MATERIAL FOR THIS EXERCISE:
* * *
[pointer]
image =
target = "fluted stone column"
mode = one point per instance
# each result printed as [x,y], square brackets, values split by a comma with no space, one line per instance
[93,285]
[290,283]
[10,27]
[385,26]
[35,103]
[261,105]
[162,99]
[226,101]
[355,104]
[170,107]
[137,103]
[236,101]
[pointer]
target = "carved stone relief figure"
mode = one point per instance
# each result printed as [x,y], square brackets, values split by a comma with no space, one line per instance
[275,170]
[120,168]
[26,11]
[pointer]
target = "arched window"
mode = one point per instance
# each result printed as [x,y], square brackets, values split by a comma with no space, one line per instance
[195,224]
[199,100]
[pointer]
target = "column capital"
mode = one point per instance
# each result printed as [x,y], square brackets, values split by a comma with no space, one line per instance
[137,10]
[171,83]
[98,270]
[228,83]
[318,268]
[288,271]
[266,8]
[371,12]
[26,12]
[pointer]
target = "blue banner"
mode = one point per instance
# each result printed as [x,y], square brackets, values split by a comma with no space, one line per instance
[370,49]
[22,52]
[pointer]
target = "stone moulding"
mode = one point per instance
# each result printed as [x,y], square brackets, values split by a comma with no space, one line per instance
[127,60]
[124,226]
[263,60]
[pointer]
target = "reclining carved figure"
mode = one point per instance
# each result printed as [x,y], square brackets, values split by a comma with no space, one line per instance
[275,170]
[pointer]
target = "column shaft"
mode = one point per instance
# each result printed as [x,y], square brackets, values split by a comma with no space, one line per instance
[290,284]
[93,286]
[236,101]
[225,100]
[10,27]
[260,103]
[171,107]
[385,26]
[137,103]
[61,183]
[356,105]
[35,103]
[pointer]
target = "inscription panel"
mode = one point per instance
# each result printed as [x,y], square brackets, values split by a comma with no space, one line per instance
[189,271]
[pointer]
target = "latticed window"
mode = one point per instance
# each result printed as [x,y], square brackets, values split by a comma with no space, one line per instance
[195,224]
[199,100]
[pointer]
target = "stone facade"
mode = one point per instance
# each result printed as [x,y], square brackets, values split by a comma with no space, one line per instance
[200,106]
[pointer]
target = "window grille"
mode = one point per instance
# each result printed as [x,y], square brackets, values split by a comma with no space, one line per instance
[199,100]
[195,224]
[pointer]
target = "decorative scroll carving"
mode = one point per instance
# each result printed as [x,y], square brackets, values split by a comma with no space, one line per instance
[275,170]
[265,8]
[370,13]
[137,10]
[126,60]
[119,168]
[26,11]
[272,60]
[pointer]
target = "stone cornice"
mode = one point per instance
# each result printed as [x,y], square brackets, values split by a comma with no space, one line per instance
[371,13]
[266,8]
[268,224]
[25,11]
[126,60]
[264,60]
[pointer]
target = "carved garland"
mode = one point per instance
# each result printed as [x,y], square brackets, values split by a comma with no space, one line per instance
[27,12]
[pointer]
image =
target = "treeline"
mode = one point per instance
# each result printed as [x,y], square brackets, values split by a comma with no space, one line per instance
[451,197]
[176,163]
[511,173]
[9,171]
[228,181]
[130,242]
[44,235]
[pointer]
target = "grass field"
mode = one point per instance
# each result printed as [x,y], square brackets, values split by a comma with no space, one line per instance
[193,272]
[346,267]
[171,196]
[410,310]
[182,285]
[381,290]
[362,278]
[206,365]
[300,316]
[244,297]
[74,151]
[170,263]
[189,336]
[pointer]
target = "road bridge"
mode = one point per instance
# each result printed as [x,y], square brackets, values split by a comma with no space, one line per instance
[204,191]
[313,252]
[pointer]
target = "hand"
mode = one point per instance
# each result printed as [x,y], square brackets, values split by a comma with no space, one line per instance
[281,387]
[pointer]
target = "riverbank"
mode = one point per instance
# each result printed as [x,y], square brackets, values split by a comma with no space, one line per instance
* * *
Each entry must be reproduced exactly, with nothing added or dropped.

[pointer]
image =
target = "fluted stone column"
mode = one point per instance
# each result printed as [x,y], square brackets, values split by a comma with no space, one line per instance
[93,285]
[290,283]
[10,27]
[385,26]
[35,103]
[261,105]
[162,99]
[226,101]
[355,104]
[170,107]
[137,103]
[236,101]
[pointer]
target = "carved stone relief figure"
mode = one point per instance
# each result printed as [x,y], square brackets, values split by a comma with no space, one line per instance
[275,170]
[120,168]
[26,11]
[pointer]
target = "arched window"
mode = one point per instance
# each result printed as [x,y], square brackets, values split by a comma with no space, one line per instance
[195,224]
[199,100]
[pointer]
target = "column capital"
mode = one point per instance
# each result printed as [x,y], square brackets, values split by a comma with no space, one line per instance
[137,10]
[171,83]
[98,270]
[228,83]
[318,268]
[288,271]
[266,8]
[371,12]
[26,12]
[pointer]
target = "blue banner"
mode = one point per instance
# each result printed as [x,y], square brackets, values split by a comma with no space, one line per instance
[370,49]
[22,52]
[pointer]
target = "stone moulding"
mode = one point per instance
# each result printed as [x,y], square brackets, values split by a comma with no space, one line per instance
[127,60]
[124,226]
[263,60]
[pointer]
target = "reclining carved figure"
mode = one point per instance
# each result printed as [x,y], square brackets, values split by a comma with no space, one line per instance
[275,170]
[pointer]
target = "column shaft"
mode = one point per instance
# each result printed as [x,y], square brackets, values split by a comma with no space, one line per instance
[290,284]
[93,286]
[236,101]
[225,100]
[10,27]
[260,103]
[171,107]
[385,26]
[137,103]
[61,183]
[356,105]
[35,103]
[pointer]
target = "inscription panel"
mode = one point per instance
# each result printed as [x,y], square brackets, values split by a comma with no space, one line per instance
[189,271]
[pointer]
target = "latticed window"
mode = one point per instance
# each result printed as [x,y], square brackets, values split by a comma with no space, one line per instance
[195,224]
[199,100]
[pointer]
target = "stone facade"
mode = one point per instance
# each result printed as [x,y], square brackets, values split by a comma with no space, one line per instance
[200,106]
[pointer]
target = "window grille"
mode = one point per instance
# each result printed as [x,y], square brackets, values split by a comma with no space, one line per instance
[199,100]
[195,224]
[pointer]
target = "decorative scroll carving"
mode = one point per instance
# each result printed as [x,y], square brackets, values split by a comma with no space, one line per instance
[275,170]
[265,8]
[370,13]
[137,10]
[126,60]
[119,168]
[26,11]
[272,60]
[pointer]
target = "stone cornice"
mode = one point per instance
# each result printed as [x,y], square brackets, values split by a comma with no space, one line per instance
[371,13]
[266,8]
[268,224]
[25,11]
[126,60]
[264,60]
[pointer]
target = "carved garland"
mode = one point per instance
# each result printed as [x,y], square brackets, values split by a comma with no space, one line per instance
[27,12]
[pointer]
image =
target = "treeline"
mode = one point per instance
# each result printed as [x,y], square brackets, values split by a comma with no space, one line per instance
[451,197]
[176,163]
[511,173]
[9,171]
[228,181]
[130,242]
[44,235]
[pointer]
target = "grass field"
mode = one point per instance
# each result printed as [x,y], square brackets, values split by a comma with no space, one line per instance
[193,272]
[346,267]
[171,196]
[410,310]
[182,285]
[381,290]
[362,278]
[206,365]
[300,316]
[244,297]
[74,151]
[170,263]
[189,336]
[pointer]
target = "road bridge"
mode = one point per instance
# each result printed as [x,y], square brackets, values split by a comma with no space, one line per instance
[204,191]
[313,252]
[pointer]
target = "hand"
mode = one point per instance
# each result printed as [x,y], square brackets, values split by a comma with no space, one line per instance
[281,387]
[pointer]
target = "riverbank"
mode = one point per instance
# each result printed as [x,y], square brackets, values split by a comma with no space, one line per instance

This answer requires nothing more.